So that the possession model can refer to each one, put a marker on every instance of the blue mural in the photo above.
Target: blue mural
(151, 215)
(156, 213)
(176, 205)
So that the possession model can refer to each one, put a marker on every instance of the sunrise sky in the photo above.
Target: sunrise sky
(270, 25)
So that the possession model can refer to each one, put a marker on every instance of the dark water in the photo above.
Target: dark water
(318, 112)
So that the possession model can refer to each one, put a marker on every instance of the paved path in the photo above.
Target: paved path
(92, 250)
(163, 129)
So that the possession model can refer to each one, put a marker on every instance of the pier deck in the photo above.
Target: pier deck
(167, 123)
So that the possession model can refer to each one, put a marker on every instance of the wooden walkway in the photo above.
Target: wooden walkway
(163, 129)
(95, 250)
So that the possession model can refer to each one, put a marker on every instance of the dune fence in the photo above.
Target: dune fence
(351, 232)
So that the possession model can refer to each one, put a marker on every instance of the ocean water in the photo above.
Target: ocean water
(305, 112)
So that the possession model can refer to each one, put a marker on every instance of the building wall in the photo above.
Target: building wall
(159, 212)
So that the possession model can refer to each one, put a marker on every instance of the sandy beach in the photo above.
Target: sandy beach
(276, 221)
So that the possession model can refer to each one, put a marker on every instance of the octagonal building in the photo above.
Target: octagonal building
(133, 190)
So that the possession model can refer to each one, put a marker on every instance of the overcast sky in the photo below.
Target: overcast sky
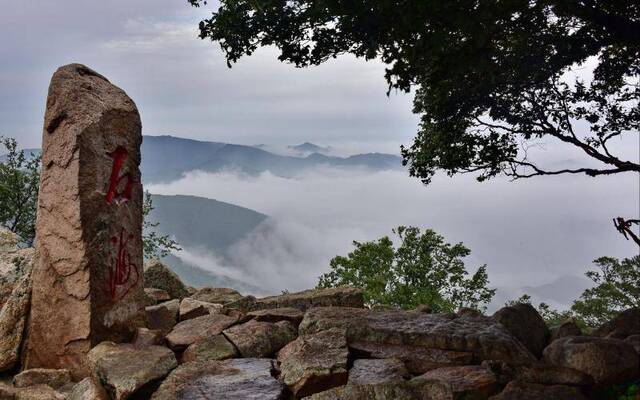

...

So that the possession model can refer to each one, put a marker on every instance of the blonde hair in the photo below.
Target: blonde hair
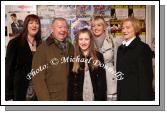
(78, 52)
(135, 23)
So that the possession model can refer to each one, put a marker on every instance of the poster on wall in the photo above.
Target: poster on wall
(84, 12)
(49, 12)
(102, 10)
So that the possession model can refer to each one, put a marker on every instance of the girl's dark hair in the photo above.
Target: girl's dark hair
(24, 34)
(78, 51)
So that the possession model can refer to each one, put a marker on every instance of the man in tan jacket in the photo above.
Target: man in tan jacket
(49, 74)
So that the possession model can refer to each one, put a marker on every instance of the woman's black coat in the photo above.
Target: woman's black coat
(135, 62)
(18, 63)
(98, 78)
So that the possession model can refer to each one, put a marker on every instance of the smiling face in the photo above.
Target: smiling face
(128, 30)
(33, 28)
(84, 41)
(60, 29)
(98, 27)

--

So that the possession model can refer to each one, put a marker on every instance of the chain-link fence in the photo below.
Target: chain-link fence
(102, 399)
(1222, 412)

§ DIRECTION
Reproduce verbatim the stretch of rows from the line containing "beach in the photo above." through the line containing "Target: overcast sky", including both of those lines.

§ RESPONSE TO THIS EXERCISE
So that the possession model can refer to each one, put a marker on every instance of the sandy beach in the photo above.
Target: sandy beach
(276, 221)
So that the possession model can refer to each one, put a marker on every instance of the octagonal building in the photo above.
Target: octagonal building
(133, 190)
So that the possession model can refer to each one, put a marker on every instance of the overcast sky in the photo below.
Target: overcast sky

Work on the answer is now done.